Input
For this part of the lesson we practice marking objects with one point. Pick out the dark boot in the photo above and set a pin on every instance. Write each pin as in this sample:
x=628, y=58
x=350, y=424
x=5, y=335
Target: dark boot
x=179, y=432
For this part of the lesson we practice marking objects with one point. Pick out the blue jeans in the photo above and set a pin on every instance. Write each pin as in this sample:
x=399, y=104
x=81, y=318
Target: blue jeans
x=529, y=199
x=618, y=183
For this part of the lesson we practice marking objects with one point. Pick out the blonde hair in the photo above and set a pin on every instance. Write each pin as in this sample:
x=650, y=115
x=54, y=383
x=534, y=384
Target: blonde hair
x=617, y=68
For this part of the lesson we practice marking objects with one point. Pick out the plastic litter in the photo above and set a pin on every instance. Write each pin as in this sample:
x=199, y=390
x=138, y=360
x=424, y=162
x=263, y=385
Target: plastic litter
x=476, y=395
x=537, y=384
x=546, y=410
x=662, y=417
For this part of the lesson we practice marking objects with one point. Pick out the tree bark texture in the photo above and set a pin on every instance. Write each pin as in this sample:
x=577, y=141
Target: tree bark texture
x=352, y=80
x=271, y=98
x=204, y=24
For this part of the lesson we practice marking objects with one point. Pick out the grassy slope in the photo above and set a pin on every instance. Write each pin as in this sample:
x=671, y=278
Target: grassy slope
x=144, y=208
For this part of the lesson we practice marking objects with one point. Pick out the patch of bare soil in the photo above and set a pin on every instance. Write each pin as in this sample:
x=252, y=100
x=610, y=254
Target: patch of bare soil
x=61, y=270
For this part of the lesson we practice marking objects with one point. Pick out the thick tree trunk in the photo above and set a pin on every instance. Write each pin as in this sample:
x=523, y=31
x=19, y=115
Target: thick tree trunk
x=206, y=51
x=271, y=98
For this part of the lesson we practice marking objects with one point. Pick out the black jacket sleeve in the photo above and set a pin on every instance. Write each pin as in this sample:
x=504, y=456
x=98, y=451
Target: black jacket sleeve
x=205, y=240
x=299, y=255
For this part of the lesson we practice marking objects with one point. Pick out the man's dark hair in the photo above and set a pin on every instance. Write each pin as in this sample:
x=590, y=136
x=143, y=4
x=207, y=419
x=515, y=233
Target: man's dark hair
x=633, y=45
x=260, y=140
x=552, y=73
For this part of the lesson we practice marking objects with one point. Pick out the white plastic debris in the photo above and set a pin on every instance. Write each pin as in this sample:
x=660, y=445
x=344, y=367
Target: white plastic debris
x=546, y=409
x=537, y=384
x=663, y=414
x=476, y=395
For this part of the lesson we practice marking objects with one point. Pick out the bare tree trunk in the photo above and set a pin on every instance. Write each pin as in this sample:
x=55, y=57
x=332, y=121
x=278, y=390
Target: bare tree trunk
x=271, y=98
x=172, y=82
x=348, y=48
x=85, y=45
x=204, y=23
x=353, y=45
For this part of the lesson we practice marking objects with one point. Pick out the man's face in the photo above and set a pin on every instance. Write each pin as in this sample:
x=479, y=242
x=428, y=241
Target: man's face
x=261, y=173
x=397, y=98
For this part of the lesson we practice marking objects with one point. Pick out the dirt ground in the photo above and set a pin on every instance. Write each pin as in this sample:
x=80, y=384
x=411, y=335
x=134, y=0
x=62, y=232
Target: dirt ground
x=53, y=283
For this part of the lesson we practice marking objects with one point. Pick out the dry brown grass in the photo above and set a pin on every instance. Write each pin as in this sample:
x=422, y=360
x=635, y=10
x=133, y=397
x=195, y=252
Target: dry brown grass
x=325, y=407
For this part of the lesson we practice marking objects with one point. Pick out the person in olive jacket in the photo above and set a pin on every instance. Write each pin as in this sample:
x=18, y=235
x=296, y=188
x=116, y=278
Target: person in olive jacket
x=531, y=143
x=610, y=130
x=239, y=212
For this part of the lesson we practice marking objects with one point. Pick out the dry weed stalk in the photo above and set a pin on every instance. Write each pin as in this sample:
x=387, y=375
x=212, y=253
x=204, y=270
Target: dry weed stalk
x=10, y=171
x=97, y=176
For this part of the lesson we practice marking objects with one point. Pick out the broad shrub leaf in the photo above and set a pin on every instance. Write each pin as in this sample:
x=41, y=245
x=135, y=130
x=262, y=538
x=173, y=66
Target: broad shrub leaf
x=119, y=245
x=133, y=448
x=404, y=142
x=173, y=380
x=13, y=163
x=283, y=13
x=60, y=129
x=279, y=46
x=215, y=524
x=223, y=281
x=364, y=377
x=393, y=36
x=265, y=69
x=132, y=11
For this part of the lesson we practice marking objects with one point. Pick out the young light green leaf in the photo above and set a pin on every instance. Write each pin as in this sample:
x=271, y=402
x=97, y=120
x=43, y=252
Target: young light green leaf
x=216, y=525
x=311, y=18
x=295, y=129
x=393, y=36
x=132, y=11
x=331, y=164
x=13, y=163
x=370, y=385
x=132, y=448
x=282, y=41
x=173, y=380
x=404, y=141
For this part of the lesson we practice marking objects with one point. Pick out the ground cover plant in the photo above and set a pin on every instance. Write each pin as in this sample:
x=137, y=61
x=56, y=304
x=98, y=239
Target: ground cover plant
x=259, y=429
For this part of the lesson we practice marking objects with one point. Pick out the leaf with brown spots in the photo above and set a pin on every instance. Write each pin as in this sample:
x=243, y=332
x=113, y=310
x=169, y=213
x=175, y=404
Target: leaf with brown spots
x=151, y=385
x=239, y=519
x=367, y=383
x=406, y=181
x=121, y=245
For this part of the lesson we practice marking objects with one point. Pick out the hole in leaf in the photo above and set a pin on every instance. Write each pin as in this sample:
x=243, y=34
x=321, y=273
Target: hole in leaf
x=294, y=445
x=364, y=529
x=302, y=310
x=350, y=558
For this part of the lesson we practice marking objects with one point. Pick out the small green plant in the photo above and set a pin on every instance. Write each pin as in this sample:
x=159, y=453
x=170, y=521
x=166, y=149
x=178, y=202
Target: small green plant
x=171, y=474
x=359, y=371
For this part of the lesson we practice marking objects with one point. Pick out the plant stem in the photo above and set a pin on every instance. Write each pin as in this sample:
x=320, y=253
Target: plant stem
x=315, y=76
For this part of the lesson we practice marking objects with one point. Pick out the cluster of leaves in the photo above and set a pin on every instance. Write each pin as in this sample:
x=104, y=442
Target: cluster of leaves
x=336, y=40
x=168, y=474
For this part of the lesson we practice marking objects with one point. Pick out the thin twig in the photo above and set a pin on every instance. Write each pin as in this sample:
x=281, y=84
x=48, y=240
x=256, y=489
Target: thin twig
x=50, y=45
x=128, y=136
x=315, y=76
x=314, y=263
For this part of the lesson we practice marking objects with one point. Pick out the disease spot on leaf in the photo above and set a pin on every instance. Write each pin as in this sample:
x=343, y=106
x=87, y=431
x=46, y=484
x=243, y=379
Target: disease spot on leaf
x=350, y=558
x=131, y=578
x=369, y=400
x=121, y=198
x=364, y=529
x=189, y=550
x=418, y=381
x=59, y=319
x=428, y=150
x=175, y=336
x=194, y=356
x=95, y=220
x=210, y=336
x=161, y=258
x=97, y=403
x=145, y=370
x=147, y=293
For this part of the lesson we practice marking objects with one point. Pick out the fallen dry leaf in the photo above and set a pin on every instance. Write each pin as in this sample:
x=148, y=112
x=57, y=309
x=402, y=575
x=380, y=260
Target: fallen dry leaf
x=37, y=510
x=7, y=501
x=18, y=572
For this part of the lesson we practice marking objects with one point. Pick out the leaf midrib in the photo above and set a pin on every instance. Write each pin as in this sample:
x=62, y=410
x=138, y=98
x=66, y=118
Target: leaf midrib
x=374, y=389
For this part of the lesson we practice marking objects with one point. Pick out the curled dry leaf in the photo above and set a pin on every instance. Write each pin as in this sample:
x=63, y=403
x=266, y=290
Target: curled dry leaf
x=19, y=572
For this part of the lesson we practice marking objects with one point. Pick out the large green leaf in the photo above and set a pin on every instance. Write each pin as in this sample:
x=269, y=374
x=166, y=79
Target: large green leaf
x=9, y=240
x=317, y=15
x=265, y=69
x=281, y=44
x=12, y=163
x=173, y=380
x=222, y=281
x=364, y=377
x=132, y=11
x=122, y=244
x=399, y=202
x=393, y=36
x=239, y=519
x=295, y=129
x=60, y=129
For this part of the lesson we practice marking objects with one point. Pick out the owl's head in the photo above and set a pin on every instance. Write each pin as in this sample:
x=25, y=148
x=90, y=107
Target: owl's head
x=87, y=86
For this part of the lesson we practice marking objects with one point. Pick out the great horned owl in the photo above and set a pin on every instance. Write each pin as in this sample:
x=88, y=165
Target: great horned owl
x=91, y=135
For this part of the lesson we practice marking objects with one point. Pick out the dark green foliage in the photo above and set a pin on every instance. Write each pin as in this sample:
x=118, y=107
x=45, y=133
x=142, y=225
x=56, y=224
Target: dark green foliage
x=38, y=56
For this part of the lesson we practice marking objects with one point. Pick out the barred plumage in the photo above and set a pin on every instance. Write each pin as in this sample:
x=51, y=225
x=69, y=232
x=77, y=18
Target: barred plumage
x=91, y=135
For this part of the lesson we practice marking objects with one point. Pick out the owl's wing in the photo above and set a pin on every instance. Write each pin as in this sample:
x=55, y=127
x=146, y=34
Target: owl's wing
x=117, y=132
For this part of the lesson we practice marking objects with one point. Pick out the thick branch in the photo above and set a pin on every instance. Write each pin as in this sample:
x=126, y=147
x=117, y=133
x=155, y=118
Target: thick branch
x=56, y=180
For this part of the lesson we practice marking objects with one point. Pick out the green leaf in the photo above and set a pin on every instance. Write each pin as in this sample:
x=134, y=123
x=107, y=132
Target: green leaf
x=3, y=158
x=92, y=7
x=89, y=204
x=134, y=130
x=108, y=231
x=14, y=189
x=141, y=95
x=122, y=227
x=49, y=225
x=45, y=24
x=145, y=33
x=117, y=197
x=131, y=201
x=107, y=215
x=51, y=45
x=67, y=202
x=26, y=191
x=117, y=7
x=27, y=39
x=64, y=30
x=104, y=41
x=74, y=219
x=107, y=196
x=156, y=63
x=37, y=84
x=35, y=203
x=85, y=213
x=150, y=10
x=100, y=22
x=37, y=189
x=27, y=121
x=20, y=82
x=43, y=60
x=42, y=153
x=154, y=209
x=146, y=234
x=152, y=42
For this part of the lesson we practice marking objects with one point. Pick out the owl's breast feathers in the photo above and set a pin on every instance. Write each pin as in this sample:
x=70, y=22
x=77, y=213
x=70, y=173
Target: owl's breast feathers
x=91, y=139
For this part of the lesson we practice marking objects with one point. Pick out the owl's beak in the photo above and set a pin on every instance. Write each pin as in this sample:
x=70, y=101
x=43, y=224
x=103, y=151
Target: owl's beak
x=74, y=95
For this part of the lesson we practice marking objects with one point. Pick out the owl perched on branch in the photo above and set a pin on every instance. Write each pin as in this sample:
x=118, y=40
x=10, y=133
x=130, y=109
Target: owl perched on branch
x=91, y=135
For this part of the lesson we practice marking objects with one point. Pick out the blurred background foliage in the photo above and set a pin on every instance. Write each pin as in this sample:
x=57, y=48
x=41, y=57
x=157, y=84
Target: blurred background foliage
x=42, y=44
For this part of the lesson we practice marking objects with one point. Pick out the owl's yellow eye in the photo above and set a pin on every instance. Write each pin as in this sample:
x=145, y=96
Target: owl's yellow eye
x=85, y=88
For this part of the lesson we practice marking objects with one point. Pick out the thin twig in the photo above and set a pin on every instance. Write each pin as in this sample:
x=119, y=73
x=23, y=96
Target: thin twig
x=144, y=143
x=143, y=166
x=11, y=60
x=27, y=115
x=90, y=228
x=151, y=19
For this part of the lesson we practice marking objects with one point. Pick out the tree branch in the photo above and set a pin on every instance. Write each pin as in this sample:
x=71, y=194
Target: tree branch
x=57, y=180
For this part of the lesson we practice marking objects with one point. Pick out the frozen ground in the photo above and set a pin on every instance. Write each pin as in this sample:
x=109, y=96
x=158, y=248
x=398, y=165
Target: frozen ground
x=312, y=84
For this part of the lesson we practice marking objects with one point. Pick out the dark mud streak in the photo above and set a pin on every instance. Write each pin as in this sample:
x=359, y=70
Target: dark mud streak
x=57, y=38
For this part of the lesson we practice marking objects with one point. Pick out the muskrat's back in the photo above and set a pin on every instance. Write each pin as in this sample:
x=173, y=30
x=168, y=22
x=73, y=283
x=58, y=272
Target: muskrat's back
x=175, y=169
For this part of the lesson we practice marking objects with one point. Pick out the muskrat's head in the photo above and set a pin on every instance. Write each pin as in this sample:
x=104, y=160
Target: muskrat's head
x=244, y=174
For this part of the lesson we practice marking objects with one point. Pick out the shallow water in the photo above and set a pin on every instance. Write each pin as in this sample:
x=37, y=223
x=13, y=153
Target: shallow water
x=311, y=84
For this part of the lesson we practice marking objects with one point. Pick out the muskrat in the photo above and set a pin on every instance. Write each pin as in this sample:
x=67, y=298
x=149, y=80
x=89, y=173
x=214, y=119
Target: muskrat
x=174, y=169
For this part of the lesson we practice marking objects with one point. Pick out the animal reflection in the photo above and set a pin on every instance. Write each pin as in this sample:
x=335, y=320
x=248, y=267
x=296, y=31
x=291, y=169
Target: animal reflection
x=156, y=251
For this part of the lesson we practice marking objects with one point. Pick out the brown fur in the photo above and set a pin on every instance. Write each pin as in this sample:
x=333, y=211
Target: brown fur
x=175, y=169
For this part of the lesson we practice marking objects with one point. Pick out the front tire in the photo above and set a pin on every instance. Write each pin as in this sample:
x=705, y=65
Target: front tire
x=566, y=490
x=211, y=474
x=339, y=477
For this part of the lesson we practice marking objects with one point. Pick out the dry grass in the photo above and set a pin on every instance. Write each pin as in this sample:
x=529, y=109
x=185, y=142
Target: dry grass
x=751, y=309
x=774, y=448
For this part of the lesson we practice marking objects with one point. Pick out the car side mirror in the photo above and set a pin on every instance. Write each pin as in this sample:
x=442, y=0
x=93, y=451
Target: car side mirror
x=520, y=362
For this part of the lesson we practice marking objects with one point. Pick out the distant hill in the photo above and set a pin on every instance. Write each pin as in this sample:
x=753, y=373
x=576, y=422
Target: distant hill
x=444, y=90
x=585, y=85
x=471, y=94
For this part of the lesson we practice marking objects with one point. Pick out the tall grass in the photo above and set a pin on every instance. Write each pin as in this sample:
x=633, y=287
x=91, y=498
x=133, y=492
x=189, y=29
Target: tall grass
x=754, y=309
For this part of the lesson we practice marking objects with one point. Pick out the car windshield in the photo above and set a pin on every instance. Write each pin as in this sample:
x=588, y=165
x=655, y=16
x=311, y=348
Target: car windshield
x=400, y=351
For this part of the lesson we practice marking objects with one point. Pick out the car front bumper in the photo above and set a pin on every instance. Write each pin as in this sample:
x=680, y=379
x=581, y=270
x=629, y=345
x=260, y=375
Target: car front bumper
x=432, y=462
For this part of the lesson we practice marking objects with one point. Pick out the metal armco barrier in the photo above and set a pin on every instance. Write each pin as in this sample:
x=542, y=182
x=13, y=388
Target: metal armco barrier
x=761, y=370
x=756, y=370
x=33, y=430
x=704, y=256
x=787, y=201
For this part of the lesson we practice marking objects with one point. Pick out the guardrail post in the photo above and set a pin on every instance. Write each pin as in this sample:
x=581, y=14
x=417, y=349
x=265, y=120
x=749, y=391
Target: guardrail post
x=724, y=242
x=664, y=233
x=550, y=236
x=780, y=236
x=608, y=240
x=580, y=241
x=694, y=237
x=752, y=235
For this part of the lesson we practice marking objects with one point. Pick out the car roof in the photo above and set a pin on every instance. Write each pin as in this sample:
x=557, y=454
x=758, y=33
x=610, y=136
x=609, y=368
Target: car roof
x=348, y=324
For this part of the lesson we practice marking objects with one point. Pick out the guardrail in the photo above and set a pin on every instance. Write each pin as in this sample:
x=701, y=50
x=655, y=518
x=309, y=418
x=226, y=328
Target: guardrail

The task
Return exactly the lines from the line bearing "out the metal" to the end of the records, inclusive of both; include no other lines.

Task result
For this part of the lesson we practice marking objects with one point. Pick out the metal armco barrier in the photo above and set a pin on every instance. Write each pin as in this sample:
x=542, y=182
x=13, y=388
Target: metal armco barrier
x=761, y=370
x=756, y=370
x=33, y=430
x=704, y=256
x=787, y=201
For this part of the lesson we practice marking objects with one point. Pick out the guardrail post in the photo above and set a pin on every instance. Write each pin as in this sample:
x=581, y=14
x=417, y=349
x=265, y=120
x=749, y=391
Target: guardrail post
x=724, y=242
x=664, y=233
x=550, y=236
x=780, y=236
x=608, y=240
x=580, y=241
x=694, y=237
x=752, y=235
For this part of the lesson we practice marking objects with one point. Pick out the car roof in the photo above and set a pin on every instance. Write each pin as in this sample:
x=557, y=454
x=758, y=33
x=610, y=136
x=609, y=368
Target: car roof
x=348, y=324
For this part of the lesson we practice marking objects with one point. Pick out the guardrail in the photo above and set a pin on every instance. Write each pin as in this sample:
x=701, y=50
x=655, y=518
x=309, y=418
x=226, y=328
Target: guardrail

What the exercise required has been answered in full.